Segment Start: Text segment
Zombies are everywhere today. We’re going to look back at where it all began and hope to get some grizzly insight into George Romero’s breakout hit NOTLD!
Welcome back my Nasties. Zip up your hazmat suits and grab a shovel because today we’re digging up some ghoulish delights as we dare to question that one riddle puzzling the mind of the most devoted horror nerds — are zombies and the infected the same thing?
As we walk through the mists of dystopian ecstasy let’s pause momentarily where the whole phenomena originally took root. Sure there have been plenty who filmed the notion of the apocalypse, but undoubtedly no one with a camera has ever made the future seem bleaker (and all too close) than our dearly departed George Romero.
Paw Paw Romero invented a new monster when he released the zombie plague upon unsuspecting audiences with Night of the Living Dead. He secured his legacy in horror history with his follow up Dawn of the Dead, which is the favored horror film of many fans.
Segment End: Text segment
_To do:_
Which film titles, counting abbreviated ones, appear in the zombie article? List each as written.
Segment Start: Data to examine
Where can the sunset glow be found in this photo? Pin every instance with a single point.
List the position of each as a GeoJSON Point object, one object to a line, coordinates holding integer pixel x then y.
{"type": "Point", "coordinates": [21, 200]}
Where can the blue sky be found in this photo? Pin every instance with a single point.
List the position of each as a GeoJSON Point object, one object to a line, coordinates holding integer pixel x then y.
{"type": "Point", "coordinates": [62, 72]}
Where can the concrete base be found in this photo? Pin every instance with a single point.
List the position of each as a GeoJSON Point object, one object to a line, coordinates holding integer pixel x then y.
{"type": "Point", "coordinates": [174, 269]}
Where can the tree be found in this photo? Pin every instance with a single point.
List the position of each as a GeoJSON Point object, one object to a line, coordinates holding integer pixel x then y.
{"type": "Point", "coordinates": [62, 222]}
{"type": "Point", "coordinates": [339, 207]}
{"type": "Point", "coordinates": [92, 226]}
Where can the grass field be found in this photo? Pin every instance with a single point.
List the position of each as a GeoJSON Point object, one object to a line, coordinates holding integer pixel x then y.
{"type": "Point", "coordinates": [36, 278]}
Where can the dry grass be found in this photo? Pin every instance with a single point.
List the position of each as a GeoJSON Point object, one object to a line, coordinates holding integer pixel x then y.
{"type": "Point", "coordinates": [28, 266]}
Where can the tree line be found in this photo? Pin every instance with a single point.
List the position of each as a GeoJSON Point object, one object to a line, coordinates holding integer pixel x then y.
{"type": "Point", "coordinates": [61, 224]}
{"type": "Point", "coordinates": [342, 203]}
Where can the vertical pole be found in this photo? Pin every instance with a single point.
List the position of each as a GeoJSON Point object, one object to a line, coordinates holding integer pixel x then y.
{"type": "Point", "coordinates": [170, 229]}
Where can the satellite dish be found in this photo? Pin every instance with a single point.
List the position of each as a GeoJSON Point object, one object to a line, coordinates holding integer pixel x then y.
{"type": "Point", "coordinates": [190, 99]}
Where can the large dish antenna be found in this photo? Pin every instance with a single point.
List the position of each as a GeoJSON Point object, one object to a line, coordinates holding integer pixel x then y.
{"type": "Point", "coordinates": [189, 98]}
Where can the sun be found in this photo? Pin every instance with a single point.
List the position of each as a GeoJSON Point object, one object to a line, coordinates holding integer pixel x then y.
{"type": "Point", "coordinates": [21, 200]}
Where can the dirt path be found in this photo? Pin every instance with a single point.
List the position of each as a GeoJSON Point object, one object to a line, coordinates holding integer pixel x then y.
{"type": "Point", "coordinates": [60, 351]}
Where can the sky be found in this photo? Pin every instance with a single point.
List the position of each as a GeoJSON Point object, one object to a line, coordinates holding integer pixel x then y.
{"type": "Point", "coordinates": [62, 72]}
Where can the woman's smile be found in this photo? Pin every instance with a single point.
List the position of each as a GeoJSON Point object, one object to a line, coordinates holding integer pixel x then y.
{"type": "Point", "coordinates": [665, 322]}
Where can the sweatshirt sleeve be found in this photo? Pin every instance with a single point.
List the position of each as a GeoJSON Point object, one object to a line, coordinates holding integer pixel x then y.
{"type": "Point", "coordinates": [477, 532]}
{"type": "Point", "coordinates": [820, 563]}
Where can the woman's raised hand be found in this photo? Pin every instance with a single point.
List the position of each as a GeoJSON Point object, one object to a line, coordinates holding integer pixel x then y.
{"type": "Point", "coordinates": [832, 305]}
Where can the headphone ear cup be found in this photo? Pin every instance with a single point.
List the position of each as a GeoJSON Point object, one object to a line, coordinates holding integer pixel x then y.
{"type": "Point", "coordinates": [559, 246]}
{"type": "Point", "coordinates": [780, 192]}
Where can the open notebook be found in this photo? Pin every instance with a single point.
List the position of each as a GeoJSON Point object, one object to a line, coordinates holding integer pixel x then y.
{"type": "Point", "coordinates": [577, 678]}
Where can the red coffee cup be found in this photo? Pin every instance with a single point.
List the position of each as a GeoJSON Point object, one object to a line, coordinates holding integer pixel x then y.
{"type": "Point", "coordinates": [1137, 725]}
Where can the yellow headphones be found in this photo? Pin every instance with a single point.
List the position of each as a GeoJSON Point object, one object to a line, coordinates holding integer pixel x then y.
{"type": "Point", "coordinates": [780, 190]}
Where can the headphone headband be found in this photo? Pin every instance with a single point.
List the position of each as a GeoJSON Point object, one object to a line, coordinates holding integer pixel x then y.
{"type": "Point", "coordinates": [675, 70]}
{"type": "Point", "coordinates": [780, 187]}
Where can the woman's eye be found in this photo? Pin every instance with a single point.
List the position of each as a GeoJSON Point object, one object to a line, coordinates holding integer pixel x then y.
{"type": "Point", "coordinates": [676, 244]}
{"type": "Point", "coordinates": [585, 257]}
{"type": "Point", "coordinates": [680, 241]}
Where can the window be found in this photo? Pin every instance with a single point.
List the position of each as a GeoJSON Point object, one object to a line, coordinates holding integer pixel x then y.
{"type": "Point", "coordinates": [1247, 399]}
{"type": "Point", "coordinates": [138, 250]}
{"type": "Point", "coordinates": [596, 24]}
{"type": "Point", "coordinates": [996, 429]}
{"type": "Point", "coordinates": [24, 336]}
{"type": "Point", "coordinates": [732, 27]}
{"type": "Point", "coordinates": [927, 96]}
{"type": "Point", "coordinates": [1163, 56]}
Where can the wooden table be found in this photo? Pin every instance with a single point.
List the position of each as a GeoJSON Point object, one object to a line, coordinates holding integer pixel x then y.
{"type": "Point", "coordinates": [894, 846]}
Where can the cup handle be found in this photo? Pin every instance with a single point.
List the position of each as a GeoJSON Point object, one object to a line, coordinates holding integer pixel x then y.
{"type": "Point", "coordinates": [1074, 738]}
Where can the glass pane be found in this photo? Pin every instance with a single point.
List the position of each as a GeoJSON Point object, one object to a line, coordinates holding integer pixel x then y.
Segment End: Data to examine
_Problem solution:_
- NOTLD
- Night of the Living Dead
- Dawn of the Dead